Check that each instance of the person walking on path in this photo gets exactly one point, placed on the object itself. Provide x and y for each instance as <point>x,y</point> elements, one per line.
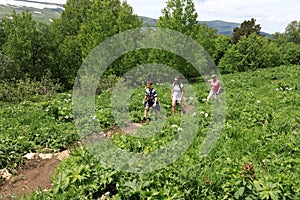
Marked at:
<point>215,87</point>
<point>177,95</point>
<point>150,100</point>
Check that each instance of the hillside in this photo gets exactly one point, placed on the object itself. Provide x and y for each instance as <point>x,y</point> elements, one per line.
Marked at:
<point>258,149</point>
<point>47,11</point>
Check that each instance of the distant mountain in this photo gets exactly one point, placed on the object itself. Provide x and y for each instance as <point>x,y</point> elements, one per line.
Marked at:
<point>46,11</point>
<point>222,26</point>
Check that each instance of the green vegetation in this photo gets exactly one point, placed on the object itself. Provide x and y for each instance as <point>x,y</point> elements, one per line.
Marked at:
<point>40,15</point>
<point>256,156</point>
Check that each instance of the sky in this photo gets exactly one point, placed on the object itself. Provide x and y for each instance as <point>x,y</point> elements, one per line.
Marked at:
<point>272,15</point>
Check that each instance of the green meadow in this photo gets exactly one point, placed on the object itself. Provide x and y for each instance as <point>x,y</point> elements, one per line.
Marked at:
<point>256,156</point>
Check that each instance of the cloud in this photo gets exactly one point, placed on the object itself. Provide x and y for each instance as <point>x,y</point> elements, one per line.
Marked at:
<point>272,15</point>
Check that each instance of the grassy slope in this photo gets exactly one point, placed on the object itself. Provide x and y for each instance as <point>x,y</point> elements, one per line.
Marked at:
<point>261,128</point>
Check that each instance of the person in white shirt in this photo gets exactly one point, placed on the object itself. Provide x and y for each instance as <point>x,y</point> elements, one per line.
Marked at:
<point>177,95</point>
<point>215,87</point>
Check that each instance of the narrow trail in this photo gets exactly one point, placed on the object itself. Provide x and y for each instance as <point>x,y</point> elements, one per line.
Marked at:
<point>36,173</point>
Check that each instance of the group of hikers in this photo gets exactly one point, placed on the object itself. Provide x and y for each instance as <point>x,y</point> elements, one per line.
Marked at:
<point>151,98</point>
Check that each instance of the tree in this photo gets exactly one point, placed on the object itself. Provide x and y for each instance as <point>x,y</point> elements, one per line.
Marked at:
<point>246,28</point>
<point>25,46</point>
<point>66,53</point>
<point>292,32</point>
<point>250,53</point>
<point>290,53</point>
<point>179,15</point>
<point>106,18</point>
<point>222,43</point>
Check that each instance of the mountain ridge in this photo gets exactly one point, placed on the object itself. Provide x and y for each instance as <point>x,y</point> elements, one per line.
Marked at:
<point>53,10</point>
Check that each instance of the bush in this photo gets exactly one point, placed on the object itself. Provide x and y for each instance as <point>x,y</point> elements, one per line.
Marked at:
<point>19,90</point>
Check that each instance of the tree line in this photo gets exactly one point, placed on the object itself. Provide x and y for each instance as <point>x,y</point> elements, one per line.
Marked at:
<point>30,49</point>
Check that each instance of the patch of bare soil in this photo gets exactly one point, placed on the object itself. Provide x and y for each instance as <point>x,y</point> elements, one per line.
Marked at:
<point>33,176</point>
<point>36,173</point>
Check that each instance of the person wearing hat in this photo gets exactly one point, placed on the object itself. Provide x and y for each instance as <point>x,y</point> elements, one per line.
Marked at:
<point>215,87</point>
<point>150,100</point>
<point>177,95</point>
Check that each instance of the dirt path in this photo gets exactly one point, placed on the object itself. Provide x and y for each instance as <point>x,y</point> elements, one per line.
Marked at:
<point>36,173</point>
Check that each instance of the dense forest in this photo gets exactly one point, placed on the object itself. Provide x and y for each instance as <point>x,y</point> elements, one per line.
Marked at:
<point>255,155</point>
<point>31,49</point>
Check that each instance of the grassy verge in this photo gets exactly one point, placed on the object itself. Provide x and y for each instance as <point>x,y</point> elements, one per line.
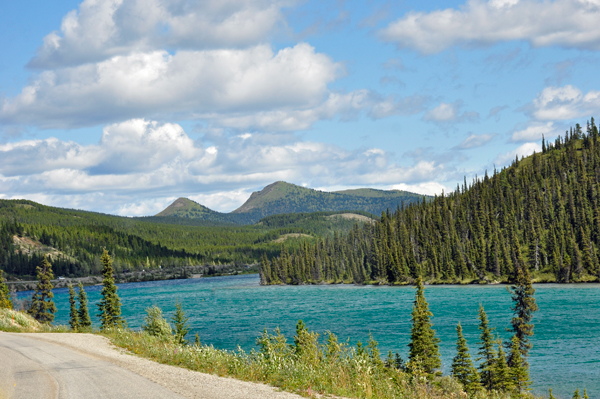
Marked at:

▬▬▬

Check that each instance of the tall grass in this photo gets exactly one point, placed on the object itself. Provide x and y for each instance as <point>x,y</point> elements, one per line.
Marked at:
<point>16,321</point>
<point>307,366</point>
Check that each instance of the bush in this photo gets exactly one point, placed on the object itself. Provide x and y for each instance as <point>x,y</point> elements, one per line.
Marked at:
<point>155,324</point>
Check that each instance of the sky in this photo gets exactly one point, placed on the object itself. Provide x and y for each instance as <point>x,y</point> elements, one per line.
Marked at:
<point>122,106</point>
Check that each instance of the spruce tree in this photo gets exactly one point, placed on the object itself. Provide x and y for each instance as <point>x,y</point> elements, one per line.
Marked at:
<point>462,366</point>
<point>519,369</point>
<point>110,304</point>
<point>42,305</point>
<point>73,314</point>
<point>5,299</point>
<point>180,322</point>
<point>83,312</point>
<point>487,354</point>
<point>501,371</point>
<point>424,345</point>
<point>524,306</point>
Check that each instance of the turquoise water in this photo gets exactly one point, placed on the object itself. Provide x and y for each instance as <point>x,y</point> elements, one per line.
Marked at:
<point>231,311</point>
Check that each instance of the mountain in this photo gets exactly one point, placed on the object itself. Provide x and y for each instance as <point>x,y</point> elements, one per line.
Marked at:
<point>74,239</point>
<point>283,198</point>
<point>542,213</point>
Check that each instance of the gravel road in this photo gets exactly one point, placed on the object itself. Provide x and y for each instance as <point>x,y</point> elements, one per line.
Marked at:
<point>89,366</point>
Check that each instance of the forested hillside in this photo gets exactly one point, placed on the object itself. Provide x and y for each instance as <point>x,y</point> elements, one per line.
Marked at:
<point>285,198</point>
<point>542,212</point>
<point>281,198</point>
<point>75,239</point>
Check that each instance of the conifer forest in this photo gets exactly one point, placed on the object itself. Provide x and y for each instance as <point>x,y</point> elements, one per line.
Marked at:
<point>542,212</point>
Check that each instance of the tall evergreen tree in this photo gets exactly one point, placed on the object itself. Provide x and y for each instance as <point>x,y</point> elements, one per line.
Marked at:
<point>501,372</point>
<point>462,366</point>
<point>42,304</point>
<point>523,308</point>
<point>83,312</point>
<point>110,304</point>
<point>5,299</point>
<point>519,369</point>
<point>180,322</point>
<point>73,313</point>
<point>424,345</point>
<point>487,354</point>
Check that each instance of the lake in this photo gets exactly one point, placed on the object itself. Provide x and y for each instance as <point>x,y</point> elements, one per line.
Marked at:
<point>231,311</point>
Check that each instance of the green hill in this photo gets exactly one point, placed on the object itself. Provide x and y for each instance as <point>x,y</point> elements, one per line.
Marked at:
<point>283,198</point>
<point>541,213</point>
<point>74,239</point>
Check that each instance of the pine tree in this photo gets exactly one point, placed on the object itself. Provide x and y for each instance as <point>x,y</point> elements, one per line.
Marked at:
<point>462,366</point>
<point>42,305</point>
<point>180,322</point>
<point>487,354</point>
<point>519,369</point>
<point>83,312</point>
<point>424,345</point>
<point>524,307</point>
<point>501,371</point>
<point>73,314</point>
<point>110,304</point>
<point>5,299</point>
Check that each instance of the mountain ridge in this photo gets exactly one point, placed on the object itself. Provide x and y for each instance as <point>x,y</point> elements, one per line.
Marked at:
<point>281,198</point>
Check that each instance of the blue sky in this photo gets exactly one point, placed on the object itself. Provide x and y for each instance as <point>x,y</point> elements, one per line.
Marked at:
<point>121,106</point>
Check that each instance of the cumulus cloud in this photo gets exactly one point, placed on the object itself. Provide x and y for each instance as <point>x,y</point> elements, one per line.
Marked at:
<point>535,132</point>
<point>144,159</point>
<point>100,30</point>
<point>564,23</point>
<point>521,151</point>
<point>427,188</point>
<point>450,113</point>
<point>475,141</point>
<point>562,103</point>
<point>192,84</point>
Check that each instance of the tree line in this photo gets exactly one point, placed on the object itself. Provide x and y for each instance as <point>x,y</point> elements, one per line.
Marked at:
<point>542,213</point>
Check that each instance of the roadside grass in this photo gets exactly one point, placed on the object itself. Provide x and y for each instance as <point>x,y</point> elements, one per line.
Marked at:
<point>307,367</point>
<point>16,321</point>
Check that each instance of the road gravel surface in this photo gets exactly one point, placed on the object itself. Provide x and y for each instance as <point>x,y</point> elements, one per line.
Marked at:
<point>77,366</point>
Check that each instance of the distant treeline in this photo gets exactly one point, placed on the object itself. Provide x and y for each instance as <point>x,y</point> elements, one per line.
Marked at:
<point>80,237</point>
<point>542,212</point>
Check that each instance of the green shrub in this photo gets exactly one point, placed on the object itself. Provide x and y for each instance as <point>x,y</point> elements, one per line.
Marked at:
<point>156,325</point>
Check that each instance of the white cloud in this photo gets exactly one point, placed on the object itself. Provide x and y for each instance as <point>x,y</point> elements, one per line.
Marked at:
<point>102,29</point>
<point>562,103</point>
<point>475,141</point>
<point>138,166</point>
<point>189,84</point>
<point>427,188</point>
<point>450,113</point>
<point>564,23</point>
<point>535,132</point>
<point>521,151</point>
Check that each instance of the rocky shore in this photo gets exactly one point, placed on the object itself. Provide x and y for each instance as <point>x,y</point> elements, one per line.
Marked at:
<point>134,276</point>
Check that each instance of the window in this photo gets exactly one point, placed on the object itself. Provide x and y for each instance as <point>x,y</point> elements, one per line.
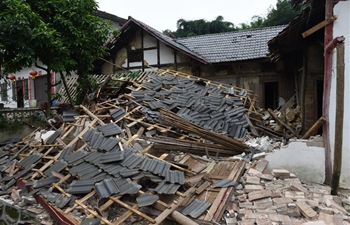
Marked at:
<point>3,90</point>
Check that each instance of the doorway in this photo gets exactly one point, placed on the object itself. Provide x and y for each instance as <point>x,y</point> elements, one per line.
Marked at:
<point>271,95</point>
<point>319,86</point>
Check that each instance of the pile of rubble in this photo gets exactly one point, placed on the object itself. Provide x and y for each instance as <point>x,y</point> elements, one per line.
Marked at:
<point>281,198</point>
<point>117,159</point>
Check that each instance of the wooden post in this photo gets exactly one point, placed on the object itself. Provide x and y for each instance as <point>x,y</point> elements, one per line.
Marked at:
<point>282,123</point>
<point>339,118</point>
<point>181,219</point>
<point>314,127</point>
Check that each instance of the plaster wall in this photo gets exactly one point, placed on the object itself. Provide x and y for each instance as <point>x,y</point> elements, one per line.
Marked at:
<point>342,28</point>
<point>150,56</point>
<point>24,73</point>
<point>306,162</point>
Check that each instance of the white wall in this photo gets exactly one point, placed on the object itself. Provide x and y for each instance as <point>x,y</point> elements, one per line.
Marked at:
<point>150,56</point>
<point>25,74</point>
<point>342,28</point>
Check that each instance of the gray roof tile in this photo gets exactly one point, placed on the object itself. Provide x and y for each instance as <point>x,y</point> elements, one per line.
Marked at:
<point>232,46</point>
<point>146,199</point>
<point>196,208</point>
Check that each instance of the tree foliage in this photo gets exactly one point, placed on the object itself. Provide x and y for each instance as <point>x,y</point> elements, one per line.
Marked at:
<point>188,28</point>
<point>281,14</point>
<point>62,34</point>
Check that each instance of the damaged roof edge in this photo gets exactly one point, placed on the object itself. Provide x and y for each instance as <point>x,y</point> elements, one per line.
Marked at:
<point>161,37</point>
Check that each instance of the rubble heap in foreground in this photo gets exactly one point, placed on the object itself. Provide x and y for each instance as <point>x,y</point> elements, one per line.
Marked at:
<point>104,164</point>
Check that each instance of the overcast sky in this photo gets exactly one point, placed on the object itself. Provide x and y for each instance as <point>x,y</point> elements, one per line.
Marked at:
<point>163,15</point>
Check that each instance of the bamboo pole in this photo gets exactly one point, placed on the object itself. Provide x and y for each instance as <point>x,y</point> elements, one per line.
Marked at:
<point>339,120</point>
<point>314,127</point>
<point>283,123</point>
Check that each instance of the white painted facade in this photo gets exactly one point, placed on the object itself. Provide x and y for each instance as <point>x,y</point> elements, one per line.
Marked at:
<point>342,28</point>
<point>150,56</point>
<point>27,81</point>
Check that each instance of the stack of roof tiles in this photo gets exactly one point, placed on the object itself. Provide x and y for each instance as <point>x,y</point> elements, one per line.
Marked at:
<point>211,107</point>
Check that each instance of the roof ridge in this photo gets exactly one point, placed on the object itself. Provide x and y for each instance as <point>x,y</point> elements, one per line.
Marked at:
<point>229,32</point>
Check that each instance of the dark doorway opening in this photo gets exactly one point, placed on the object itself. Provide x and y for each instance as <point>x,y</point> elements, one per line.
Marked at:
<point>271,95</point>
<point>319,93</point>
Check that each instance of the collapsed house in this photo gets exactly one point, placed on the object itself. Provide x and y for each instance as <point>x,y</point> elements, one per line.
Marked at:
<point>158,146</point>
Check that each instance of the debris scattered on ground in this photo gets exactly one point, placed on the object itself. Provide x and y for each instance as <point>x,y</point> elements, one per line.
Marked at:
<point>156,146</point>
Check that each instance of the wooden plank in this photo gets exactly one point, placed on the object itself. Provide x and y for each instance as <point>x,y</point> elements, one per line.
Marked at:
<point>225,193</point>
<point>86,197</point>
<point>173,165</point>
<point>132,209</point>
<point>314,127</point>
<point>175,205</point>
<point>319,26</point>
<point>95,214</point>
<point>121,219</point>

▬▬▬

_What needs to be done:_ Please rename "hillside" to "slope" in the material, starting with the line with "Check that each instance of the person walking" and going on through the line with "<point>222,26</point>", and return only those lines with nothing else changed. Leave the pictures out of your answer.

_Task solution:_
Check that each instance of the person walking on path in this photo gets exactly one point, placed on the object itself. Provide x and y for each instance as <point>x,y</point> elements, one per line.
Marked at:
<point>215,87</point>
<point>177,95</point>
<point>150,100</point>
Check that each instance of the slope in this photo gets exactly one point, placed on the object itself. Provide x and y for each instance as <point>x,y</point> elements, one per line.
Marked at:
<point>258,149</point>
<point>47,11</point>
Check that each instance of the distant mountain in this photo gets exactly one point, placed on the object itself. Provide x and y for each instance as <point>x,y</point> elements, one per line.
Marked at:
<point>46,11</point>
<point>222,26</point>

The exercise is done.